----- Source data

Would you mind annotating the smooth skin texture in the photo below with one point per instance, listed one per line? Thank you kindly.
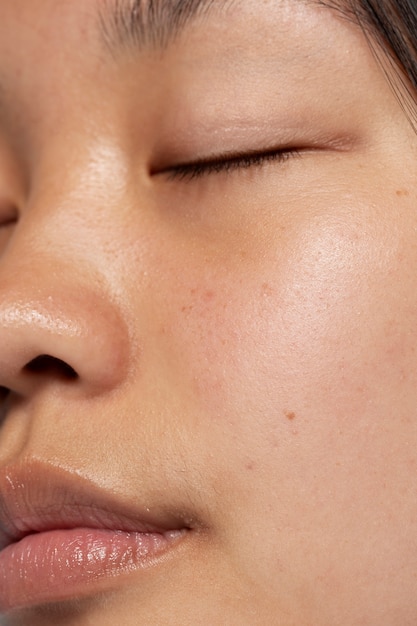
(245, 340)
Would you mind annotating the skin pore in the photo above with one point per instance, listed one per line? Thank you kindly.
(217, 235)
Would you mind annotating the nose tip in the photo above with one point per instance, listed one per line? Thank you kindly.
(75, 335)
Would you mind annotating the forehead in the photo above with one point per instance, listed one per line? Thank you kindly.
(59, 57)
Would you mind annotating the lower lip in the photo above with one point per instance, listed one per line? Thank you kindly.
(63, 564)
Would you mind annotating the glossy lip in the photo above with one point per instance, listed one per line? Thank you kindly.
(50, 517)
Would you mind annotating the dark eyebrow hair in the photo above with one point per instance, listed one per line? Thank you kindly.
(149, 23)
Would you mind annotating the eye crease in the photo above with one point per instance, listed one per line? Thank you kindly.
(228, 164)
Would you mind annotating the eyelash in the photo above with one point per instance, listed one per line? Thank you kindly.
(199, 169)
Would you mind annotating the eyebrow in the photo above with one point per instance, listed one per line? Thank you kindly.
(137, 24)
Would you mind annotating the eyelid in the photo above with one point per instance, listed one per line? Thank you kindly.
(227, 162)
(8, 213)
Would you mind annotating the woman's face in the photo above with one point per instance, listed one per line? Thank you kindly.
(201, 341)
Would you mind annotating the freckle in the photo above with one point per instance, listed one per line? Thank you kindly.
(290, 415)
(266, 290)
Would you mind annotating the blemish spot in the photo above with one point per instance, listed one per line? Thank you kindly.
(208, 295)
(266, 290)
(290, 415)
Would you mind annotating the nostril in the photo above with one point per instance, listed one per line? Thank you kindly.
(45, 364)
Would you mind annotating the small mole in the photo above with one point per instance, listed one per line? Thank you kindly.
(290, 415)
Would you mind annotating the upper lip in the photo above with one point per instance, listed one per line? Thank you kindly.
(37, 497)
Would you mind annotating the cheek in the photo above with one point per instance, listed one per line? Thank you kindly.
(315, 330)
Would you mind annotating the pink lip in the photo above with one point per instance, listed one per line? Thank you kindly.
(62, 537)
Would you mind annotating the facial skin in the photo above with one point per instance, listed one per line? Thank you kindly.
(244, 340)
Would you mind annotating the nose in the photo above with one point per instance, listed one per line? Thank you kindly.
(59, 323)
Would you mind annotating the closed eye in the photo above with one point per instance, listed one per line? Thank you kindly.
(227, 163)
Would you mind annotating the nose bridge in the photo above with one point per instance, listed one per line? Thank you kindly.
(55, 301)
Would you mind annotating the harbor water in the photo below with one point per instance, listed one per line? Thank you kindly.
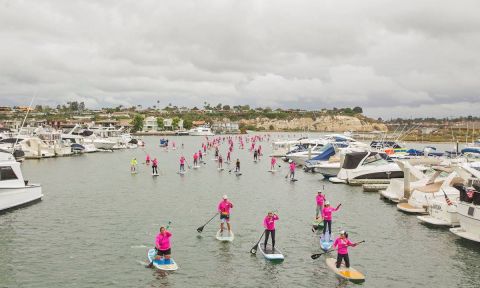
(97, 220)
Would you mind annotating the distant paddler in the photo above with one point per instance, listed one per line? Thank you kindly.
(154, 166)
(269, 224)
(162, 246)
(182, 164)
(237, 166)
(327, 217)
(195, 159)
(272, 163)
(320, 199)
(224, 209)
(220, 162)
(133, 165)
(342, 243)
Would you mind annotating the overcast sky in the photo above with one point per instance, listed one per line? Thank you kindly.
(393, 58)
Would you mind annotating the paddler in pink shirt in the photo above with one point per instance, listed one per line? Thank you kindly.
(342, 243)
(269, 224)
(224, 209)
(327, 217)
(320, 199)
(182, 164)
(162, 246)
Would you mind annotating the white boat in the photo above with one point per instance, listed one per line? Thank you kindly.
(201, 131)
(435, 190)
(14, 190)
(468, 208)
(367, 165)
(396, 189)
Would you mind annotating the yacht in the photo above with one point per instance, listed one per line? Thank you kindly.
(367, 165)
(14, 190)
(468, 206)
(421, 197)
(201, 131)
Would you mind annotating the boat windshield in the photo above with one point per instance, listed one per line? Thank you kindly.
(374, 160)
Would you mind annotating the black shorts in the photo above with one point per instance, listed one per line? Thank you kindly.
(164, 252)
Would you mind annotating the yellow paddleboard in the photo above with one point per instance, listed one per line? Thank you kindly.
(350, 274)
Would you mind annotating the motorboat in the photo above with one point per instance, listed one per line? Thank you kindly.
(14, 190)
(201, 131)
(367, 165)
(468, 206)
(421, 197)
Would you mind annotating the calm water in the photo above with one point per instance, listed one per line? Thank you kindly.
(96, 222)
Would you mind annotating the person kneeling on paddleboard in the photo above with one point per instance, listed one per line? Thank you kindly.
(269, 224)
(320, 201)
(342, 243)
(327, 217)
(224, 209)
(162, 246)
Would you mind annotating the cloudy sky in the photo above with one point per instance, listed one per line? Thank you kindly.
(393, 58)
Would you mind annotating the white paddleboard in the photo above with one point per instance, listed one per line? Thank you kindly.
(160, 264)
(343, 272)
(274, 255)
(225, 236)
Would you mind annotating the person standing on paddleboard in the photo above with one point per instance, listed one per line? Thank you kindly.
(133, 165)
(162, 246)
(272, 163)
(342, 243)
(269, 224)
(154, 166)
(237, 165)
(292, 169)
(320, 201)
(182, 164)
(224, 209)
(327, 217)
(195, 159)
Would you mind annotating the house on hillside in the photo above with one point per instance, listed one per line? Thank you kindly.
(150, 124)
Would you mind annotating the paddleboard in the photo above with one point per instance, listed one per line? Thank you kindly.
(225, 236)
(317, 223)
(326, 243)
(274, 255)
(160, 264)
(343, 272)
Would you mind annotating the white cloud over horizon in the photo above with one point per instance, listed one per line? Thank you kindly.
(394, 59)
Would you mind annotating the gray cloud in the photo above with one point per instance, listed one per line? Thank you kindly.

----------

▸ **Your goal**
Quote every line of the records above exactly; no picture is to be copied.

▸ **Completed exercise**
Would you mind annotating the smooth skin texture in the photo below with one point per instance, listed one per line? Thank you kindly.
(245, 340)
Would you mind annotating the skin pore in the photo above with one point per instance, listed one per line? Thank you kindly.
(217, 235)
Would you mind annotating the nose tip in the photo above with one point per instance, listed one per line? Thank you kindly.
(75, 335)
Would you mind annotating the forehead in the photo above with one point per instance, listed one per line? Thank you kindly.
(59, 57)
Would you mind annotating the lower lip in the photo above with one point per instance, listed one per line? Thank you kindly.
(63, 564)
Would you mind annotating the glossy lip in the photo above with one point per instance, listed one per line? Thank you kindly.
(50, 517)
Would you mind annotating the dark eyebrow hair in the photo above with one point per instance, listed one per line? Thank you kindly.
(149, 23)
Would you mind annotating the eye crease in the photo above with one point per instance, listed one per line? Thank you kindly.
(228, 164)
Would you mind annotating the eyelash in the photo above with one point per instance, listed one per line? Thank you kindly.
(199, 169)
Would you mind annotating the eyebrow in the photo above with one point per instance, listed one per line? Thank you kindly.
(137, 24)
Would you mind annotating the eyelid in the photo above with one point per instance, listed one per line? Thank you kindly.
(227, 162)
(8, 213)
Would you mind annotating the woman's face in the photo above with one point per instance, listed one per line? Thank you kindly.
(201, 341)
Would you mind annotating the freckle in the photo above with one point per instance, listed one per line? Thank you kindly.
(290, 415)
(266, 290)
Would you mind annotating the blemish spot in the photo above with one point per instance, listed one per line? Thank you kindly.
(208, 295)
(266, 290)
(290, 415)
Would you mind annotating the nostril in the photo above with one point per instance, listed one per line? Thank you kindly.
(45, 364)
Would you mind annotating the small mole in the photo above with one point per instance, listed one per line? Thank you kindly.
(290, 415)
Would you mind annotating the upper lip in the photo above with one point per instance, listed one per line? Thank you kindly.
(37, 497)
Would you mind annotating the cheek in the photo above with one point per instance, listed one per line? Thank you kindly.
(315, 330)
Would you mind annotating the pink lip in the photo above with one point per instance, listed one per line? Thank you kindly.
(62, 537)
Would you mind annotating the facial skin in the photo above with one point per instance, listed one per line? Thank you kindly.
(244, 340)
Would you mind annotating the nose in the photo above with one point per instance, listed one per line? Thank you kindly.
(59, 323)
Would you mind annotating the closed eye in the photo above with one point per instance, listed one per line? Thank you kindly.
(227, 163)
Would you mind annotating the nose bridge in the photo above with one point per instance, listed one per line? Thank you kindly.
(55, 301)
Would you mind annotating the harbor water in the photo below with one point per instance, listed one per line? Thank you kindly.
(97, 220)
Would you mind annotating the distant paddler in the photo above with one point per instance, listed one per line? Thank you kindly.
(154, 166)
(269, 224)
(162, 246)
(182, 164)
(237, 166)
(327, 217)
(195, 159)
(272, 163)
(320, 199)
(224, 209)
(220, 162)
(133, 165)
(342, 243)
Would you mind annotating the overcast sky in the photo above with one point per instance, listed one per line? Thank you kindly.
(393, 58)
Would you mind annotating the paddler in pink shirt in the photo above with one point per instance, listed one per line? Thank you kindly.
(342, 243)
(269, 224)
(224, 209)
(327, 217)
(320, 199)
(182, 164)
(162, 246)
Would you mind annotating the white boat in the photo above with one point per instance, listed one per line? Thank you kindly.
(201, 131)
(435, 190)
(14, 190)
(468, 208)
(367, 165)
(396, 189)
Would you mind annotating the yacht in the photo above with one point per instance, listed one per line? Thank you kindly.
(367, 165)
(14, 190)
(468, 206)
(421, 197)
(201, 131)
Would you mind annotating the boat windshield in the photo above with one point per instance, listed one per line? Thank you kindly.
(374, 160)
Would you mind annotating the black shorts in the photo above with one point per instance, listed one per line? Thank you kindly.
(164, 252)
Would you mind annotating the yellow paddleboard in the photo above with one point per instance, listed one per line? Thank you kindly.
(350, 274)
Would you mind annotating the motorboat in the photo above with one point per instance, listed one per line? Thank you kindly.
(14, 190)
(201, 131)
(367, 165)
(468, 206)
(421, 197)
Would you mind annotating the calm water in the photo above with one point per instance, listed one per line? Thank you kindly.
(96, 222)
Would you mind annotating the person kneeling on paddleboard in the photo above with one point per instance, listed one per line? Thank you kindly.
(269, 224)
(320, 201)
(342, 243)
(327, 217)
(224, 209)
(162, 246)
Would you mind annotating the cloudy sky in the photo above with one point per instance, listed one per line? Thank you kindly.
(393, 58)
Would you mind annotating the white paddleboard in the photo above with one point per instance, listed one per line? Thank you kindly.
(160, 264)
(343, 272)
(274, 255)
(225, 236)
Would you mind annotating the person standing on paddleboard in the photo above with one point per instance, listed one per line? Thank you kindly.
(133, 165)
(162, 246)
(272, 163)
(342, 243)
(269, 224)
(154, 166)
(237, 165)
(292, 169)
(320, 201)
(182, 164)
(224, 209)
(327, 217)
(195, 159)
Would you mind annotating the house on hillside in the photo above with one point per instance, listed one per line? Thank you kindly.
(150, 124)
Would you mind annotating the paddleboard in the photo above with one point per instance, listed one per line? Thank you kindly.
(225, 236)
(317, 223)
(326, 243)
(274, 255)
(160, 264)
(343, 272)
Would you mind annotating the white cloud over horizon in the photo above with one point per instance, listed one per line? Thank you kindly.
(394, 59)
Would you mind annotating the gray cloud in the photo above with one point per instance, listed one per line? Thank you kindly.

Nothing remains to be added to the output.